Source text:
# AMT band saw parts



## wolfmanyoda (Apr 10, 2009)

I have an old AMT 14" band saw that has a busted bracket on the top. Not sure what the name of the bracket is, it holds the tension knob.

I've not been able to find a site for AMT parts and they're out of the tool business. One guy on another site said they are compatible with Delta pieces.

I checked out this site and part number 25 looks like it might fit my saw.

Here's the pic from mine:










So my question is have any of you had to replace AMT parts and if so, did you go with Delta parts?

Thanks


----------



## ACP (Jan 24, 2009)

Woldmanyoda, I just had to order the exact same part for my old JET 14". The thing is, all of those 14" saws are very similar or even exactly the same. AMT may be out of business, but you should be able to order the same part from delta, ridgid, jet, etc. Take some measurements of it and run to a local store or shop that has one of those 14" just to compare and you should have no problem finding a match. The name of the part you are looking for is refered to by JET as the upper wheel sliding bracket. I have also seen it called the upper wheel tensioning bracket. If you google those you will also find some available online. My local Stan Houston (authorized JET dealer/repair facility) charged me $41.00 for the entire bracket, that included the upper wheel shaft hinge too. That old sand cast iron did not hold up well on my JET which I purchased used. The newer brackets appear to be of higher quality and finish. Good luck to you!


----------



## wolfmanyoda (Apr 10, 2009)

Thanks man! :thumbsup:
I was about to take a chance on ordering the Delta parts for it. First I'll check a few stores around here and see if I can get some measurements to match up.


----------



## Gerry KIERNAN (Apr 20, 2007)

That bracket could be repaired by a competent cast iron welder, and redrilled, if you have a problem finding one.

Gerry


----------



## dodgeboy77 (Mar 18, 2009)

Hmm. Doesn't look like CI to me. Looks like aluminum or pot metal.

Bill


----------



## wolfmanyoda (Apr 10, 2009)

Yeah, it's aluminum. I've ordered the parts, if they don't fit I'll return and try something new.
Thanks everyone.


----------



## Gerry KIERNAN (Apr 20, 2007)

wolfmanyoda said:


> Yeah, it's aluminum. I've ordered the parts, if they don't fit I'll return and try something new.
> Thanks everyone.


 Okay, if it's aluminum it could be welded. Another option would be one of the new super strong repair plastics.

Gerry


----------



## dbhost (Jan 28, 2008)

Yeah, those 14" C-frame band saws are on over 90% of the components the same thing. I am betting my bracket will fit your saw. And I have a Harbor Freight band saw...

They are all more or less clones of the old Delta / Rockwell 14" that are now made in Taiwan, in the same factory, on the same assembly line I bet... 

White paint is the jet, gray paint is the Delta, Orange paint is the Ridgid, Wierd shiny green paint is the HF, less wierd green paint is the Grizzly and so on...


----------

Given information:
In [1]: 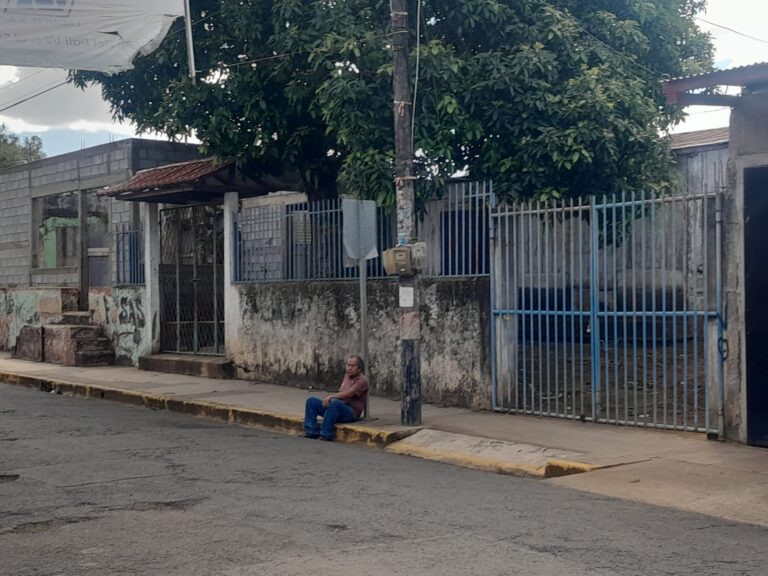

Written task 1: Update the part of the band saw thread that opens with the words "I checked out" and closes with "with Delta parts?", replacing "Delta" with "Ridgid".
Written task 2: Translate this sentence from the band saw thread into Spanish: "That bracket could be repaired by a competent cast iron welder, and redrilled, if you have a problem finding one."

Reply 1:
I checked out this site and part number 25 looks like it might fit my saw.

Here's the pic from mine:










So my question is have any of you had to replace AMT parts and if so, did you go with Ridgid parts?

Reply 2: Ese soporte podría ser reparado por un soldador competente de hierro fundido, y vuelto a taladrar, si tienes problemas para encontrar uno.